__Aim of the task__
Whatever runs from the line with "Could you point out the dark" to the end of the records below must be copied exactly, with nothing else included.

__Provided records__

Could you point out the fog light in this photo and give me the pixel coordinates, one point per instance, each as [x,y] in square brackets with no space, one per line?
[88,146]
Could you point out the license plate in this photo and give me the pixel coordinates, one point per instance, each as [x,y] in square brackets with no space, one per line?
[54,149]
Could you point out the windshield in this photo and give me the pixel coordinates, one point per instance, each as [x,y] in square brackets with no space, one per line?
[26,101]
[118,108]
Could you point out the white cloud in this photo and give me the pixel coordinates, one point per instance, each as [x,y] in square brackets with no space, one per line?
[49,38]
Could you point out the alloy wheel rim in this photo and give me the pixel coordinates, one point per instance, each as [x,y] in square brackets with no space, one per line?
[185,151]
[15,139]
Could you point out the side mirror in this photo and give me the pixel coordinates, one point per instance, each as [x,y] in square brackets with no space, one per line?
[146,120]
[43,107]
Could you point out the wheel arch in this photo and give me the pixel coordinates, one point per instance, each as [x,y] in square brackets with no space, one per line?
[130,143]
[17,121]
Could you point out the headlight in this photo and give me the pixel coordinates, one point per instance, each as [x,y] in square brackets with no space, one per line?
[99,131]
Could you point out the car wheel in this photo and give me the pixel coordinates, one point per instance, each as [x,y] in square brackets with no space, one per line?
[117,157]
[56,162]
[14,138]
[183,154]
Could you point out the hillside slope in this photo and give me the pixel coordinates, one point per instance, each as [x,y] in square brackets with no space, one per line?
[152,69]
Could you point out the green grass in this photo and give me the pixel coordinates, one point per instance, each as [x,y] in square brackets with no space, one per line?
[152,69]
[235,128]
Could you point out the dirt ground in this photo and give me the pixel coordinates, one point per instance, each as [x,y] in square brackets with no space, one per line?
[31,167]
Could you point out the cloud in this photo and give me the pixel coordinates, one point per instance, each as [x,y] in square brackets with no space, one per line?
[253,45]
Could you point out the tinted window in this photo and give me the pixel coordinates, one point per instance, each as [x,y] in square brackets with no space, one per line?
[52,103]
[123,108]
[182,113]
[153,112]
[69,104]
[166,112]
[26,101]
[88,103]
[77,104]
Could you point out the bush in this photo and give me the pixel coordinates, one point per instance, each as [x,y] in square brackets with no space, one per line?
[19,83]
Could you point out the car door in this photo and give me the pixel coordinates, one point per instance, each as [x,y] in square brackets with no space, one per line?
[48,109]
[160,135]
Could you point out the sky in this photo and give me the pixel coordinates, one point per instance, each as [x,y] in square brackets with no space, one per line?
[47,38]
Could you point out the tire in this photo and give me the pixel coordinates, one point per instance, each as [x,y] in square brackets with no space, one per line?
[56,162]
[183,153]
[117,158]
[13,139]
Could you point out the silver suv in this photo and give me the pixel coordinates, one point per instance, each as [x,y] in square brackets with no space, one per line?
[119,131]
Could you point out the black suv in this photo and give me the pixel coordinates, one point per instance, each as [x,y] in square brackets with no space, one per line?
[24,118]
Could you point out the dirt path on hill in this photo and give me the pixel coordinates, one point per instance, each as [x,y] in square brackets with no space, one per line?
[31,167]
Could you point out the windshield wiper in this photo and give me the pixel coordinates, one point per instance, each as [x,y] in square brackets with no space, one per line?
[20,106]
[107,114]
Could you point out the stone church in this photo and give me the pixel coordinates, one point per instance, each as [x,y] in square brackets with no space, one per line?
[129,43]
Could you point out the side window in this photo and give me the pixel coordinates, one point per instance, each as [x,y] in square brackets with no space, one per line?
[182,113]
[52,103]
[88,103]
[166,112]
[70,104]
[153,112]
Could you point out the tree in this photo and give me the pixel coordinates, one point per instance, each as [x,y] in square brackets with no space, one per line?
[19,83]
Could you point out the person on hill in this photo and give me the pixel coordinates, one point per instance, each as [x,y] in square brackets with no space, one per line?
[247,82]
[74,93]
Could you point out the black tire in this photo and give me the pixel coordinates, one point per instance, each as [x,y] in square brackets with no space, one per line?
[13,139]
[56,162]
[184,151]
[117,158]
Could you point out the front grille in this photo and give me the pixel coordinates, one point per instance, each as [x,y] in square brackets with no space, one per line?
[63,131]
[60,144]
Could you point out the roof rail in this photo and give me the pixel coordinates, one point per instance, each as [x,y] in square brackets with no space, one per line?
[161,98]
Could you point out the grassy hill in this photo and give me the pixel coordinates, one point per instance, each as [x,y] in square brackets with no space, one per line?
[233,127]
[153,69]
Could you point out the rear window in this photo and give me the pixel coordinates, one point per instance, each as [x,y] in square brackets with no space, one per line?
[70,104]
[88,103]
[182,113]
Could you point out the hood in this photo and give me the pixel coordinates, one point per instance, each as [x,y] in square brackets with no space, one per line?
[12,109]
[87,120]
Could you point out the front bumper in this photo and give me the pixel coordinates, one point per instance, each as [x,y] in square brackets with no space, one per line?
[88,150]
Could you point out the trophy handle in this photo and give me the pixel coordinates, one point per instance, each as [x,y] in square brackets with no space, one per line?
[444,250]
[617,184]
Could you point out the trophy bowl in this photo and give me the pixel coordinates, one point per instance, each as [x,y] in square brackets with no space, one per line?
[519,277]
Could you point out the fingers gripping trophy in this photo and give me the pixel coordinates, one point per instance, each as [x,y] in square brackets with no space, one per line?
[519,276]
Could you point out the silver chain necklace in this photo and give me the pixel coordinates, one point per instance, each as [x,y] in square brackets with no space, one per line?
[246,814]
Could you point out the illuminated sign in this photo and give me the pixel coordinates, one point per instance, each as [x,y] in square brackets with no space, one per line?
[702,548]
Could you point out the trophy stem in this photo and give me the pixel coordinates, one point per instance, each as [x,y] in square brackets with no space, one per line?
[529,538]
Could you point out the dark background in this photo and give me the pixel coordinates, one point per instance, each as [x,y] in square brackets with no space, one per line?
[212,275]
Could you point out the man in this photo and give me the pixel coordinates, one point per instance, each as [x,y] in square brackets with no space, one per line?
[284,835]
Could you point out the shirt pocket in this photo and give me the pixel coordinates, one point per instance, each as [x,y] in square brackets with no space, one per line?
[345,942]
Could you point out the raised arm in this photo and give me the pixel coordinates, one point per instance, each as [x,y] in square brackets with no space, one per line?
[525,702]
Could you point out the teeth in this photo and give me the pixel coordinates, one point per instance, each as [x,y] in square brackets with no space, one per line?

__Output of the task__
Could you point out the dark background in this photo and give me the pixel coordinates, one point per instance, each as [x,y] in square brackets with no space, one per line?
[212,275]
Could you point out the man in this photo and give me the pixel coordinates, one point per instance, each as [x,y] in square brackets with no space, one per line?
[284,835]
Could you point out the shirt pocket in this photo and give me the pixel coordinates, one point per instance, each as [x,y] in square brackets with no space, one per line?
[345,942]
Could you point out the raised arm in this photo and give me the pixel coordinates, one point per instance, each as [x,y] in square brackets with no space, one per line?
[525,702]
Could you point out the teeth in this photo and give me the pixel coordinates, one point per instance, each as [x,y] in square brackets with no space, one per line?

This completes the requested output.